SET EXERCISE => Copy out only those lines running from the line with "Target: brown rock slab" to the end of the listing, keeping each one exactly as it is.

Data entries
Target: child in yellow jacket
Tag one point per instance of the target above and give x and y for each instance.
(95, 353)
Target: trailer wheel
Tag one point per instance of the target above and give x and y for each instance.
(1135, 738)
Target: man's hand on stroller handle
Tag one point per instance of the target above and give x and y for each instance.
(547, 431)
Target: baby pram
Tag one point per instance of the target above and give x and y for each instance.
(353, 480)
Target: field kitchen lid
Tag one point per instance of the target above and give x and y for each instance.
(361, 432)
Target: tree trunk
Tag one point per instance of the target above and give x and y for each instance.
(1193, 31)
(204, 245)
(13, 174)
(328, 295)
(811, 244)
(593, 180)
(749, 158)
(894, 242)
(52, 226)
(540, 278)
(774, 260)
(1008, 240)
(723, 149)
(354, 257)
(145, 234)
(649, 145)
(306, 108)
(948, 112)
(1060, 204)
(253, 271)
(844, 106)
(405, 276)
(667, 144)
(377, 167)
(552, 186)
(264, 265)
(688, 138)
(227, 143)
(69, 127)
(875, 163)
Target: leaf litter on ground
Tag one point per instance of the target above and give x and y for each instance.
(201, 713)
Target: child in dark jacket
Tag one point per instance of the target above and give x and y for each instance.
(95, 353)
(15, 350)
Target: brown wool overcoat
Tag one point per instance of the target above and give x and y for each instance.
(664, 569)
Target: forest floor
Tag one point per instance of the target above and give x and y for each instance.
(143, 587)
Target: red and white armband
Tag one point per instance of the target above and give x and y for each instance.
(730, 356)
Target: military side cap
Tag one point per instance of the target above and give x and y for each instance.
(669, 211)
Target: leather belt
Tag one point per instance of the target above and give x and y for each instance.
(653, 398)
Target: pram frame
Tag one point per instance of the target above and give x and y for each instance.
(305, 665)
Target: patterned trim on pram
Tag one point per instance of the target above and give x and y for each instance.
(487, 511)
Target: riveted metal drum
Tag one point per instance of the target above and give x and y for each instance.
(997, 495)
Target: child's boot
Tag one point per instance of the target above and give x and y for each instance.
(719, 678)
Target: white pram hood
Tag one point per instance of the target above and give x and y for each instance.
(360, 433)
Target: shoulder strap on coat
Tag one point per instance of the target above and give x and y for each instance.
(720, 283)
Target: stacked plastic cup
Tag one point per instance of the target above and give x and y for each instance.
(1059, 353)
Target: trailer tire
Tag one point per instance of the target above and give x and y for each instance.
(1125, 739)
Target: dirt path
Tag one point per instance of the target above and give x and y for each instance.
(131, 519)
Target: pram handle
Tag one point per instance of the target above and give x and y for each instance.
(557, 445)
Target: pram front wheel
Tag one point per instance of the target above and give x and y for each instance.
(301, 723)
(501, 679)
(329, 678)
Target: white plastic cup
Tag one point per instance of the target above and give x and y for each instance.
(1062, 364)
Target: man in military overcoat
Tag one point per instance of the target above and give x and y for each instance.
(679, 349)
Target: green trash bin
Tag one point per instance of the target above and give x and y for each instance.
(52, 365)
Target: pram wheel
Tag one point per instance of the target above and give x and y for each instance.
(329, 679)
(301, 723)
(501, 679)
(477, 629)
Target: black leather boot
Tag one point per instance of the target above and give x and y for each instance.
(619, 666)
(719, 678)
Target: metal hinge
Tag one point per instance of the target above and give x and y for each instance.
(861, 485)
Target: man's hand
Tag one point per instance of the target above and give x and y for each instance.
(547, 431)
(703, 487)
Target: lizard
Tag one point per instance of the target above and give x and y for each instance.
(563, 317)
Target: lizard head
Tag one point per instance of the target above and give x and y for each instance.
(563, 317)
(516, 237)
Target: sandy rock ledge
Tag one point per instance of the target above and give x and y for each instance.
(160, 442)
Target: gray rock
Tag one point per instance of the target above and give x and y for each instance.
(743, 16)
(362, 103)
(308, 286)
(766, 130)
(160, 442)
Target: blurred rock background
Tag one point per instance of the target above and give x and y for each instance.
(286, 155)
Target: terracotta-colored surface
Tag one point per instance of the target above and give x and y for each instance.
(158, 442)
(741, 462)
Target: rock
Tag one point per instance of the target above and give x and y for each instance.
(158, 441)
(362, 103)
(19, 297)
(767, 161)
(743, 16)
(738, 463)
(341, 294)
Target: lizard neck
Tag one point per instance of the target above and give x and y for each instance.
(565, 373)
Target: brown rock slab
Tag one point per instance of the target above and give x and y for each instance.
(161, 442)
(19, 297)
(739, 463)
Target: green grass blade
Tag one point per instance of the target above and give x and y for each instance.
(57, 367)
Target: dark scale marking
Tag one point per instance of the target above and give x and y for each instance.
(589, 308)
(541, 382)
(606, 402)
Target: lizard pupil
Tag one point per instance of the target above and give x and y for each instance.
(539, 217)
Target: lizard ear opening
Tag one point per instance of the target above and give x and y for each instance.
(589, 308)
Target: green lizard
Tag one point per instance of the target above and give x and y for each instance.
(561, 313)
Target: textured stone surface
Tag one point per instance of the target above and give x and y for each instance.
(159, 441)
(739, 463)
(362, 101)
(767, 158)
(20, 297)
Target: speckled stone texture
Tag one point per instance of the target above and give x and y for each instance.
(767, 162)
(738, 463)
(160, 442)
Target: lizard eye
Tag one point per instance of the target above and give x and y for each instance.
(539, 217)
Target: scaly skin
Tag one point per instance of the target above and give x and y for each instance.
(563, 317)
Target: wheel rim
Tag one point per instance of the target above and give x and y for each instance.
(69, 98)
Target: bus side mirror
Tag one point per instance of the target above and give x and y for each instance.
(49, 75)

SOLUTION BELOW =>
Target: brown rock slab
Tag one point per instance of the target above and give x and y for each instance.
(161, 442)
(19, 297)
(739, 463)
Target: green grass blade
Tag one point per instance of the target above and give x and y for each instance.
(57, 367)
Target: dark scale marking
Tag one point per instance of the target above and give x and y for each instance.
(589, 308)
(541, 382)
(606, 402)
Target: lizard pupil
Tag one point per instance of the target above and give x and y for each instance.
(539, 217)
Target: lizard ear opening
Tag one point per instance of the target above and give x and y for each instance.
(589, 308)
Target: green lizard
Tag one point per instance of the target above and give x and y for each instance.
(561, 313)
Target: textured stone surface
Tag one point per instance of the target above and give x and y for each instance.
(159, 441)
(739, 463)
(362, 101)
(767, 158)
(20, 297)
Target: speckled stone texture
Tag one point per instance of the target above and give x and y for each instance.
(767, 162)
(738, 463)
(160, 442)
Target: lizard eye
Tag one point per instance of the target above and give x and y for each instance.
(539, 217)
Target: scaly skin
Tag one point per instance of the target above and give x and y for each instance.
(563, 317)
Target: wheel rim
Tag one point per instance of the target above and give x and y for each instance.
(69, 98)
Target: bus side mirror
Tag one point per instance of the target above and give x and y for each instance.
(49, 75)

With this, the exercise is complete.